# Help- can't get the lower drive unit off of my yamaha 9.9 outboard



## peterchech (Sep 2, 2011)

I have my motor off the boat to fix a broken mounting shaft, it's a 1998 yamah 9.9 4-stroke. While I have it out and working on it, I wanted to check the impellor. So I removed the 4 bolts holding the lower drive unit onto the shaft (check the picture. These are the bolts located about 10 inches up from the center of the prop shaft, you can see them in the picture. Well I took off the bolts, and it will not come off. It appears to be corroded solidly in place. I have repeatedly tried penetrating oil and hammering, but this thing will NOT budge and if I take a bigger hammer I'm pretty sure I'll just break something. I can't be the only person to ever have this problem, HOW CAN I GET THIS THING OFF?










If I can't get it off I will just leave it and keep sailing, but eventually I will have to replace that impellor so unless there is some alternative way of getting at it, I have to get this shaft off or I have a useless motor!


----------



## Capt. Gary Randall (Jun 1, 2012)

* * * * *

:: TASK ::
Write out the passage of the outboard motor thread above word for word, from "## peterchech (Sep" up to and including "THIS THING OFF?".

Pointing entries for labeled objects:
* * * * *

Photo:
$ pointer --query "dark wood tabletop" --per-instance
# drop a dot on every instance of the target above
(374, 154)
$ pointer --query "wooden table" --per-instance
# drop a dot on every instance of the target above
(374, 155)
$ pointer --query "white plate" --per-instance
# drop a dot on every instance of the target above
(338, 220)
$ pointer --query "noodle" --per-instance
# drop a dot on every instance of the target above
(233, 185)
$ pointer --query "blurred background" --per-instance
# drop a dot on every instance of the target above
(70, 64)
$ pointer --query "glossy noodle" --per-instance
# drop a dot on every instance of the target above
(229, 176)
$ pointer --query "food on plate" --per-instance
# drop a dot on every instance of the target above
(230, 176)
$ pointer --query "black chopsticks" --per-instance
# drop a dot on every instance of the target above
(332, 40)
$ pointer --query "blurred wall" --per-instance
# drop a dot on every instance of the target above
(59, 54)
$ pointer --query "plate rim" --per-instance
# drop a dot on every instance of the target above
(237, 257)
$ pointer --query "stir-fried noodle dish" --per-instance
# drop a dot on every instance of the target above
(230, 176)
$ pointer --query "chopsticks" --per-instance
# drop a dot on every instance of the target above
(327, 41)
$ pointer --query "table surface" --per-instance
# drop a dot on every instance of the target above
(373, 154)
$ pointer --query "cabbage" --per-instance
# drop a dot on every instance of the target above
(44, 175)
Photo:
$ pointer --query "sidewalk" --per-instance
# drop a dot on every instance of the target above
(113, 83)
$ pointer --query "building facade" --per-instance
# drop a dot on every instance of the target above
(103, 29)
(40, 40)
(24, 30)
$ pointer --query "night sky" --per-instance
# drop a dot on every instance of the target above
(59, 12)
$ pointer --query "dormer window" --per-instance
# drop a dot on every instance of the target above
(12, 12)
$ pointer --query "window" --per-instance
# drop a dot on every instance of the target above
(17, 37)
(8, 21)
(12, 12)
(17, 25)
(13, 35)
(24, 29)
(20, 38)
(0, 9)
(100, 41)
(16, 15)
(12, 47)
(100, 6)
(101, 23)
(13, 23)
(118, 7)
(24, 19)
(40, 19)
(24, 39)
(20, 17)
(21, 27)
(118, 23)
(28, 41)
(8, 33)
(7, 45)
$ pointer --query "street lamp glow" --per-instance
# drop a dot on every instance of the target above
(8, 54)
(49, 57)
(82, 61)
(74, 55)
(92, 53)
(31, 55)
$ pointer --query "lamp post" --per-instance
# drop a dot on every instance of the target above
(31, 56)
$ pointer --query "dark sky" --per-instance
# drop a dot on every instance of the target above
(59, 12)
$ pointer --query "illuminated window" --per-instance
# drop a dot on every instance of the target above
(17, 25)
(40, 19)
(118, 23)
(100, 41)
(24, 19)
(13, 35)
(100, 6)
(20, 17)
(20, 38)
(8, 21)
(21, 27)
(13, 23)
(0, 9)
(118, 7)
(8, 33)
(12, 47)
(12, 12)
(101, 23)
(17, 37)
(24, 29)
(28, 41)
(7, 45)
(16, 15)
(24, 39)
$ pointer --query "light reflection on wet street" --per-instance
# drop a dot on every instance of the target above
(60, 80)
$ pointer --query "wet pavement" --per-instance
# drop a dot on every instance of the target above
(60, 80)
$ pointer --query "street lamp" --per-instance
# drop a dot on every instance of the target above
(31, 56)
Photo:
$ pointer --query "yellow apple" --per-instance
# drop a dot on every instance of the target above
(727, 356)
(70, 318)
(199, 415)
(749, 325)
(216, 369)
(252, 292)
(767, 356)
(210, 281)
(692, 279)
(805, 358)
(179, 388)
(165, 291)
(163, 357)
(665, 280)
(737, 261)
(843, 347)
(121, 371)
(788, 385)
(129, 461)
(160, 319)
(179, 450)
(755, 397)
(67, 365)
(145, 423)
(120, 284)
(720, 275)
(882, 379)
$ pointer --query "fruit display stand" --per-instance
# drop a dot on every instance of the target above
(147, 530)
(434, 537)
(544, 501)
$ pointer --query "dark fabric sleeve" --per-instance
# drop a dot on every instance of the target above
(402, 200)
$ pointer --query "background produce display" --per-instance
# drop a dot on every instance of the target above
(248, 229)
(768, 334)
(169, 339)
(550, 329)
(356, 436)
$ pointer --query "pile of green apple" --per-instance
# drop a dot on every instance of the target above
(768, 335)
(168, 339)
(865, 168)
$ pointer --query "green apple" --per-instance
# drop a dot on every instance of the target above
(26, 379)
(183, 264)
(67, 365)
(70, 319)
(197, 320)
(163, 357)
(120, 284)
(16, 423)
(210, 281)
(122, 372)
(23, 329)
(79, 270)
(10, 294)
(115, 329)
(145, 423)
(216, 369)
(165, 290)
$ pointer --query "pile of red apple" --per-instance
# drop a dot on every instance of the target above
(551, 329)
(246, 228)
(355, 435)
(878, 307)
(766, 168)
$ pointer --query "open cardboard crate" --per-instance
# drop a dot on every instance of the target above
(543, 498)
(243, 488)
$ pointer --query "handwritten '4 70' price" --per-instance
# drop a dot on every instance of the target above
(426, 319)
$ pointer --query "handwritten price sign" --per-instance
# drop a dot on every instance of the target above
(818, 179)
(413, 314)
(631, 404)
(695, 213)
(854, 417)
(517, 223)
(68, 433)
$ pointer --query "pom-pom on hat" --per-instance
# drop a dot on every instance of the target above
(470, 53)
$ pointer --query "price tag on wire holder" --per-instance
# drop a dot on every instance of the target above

* * * * *

:: ANSWER TO THIS EXERCISE ::
## peterchech (Sep 2, 2011)

I have my motor off the boat to fix a broken mounting shaft, it's a 1998 yamah 9.9 4-stroke. While I have it out and working on it, I wanted to check the impellor. So I removed the 4 bolts holding the lower drive unit onto the shaft (check the picture. These are the bolts located about 10 inches up from the center of the prop shaft, you can see them in the picture. Well I took off the bolts, and it will not come off. It appears to be corroded solidly in place. I have repeatedly tried penetrating oil and hammering, but this thing will NOT budge and if I take a bigger hammer I'm pretty sure I'll just break something. I can't be the only person to ever have this problem, HOW CAN I GET THIS THING OFF?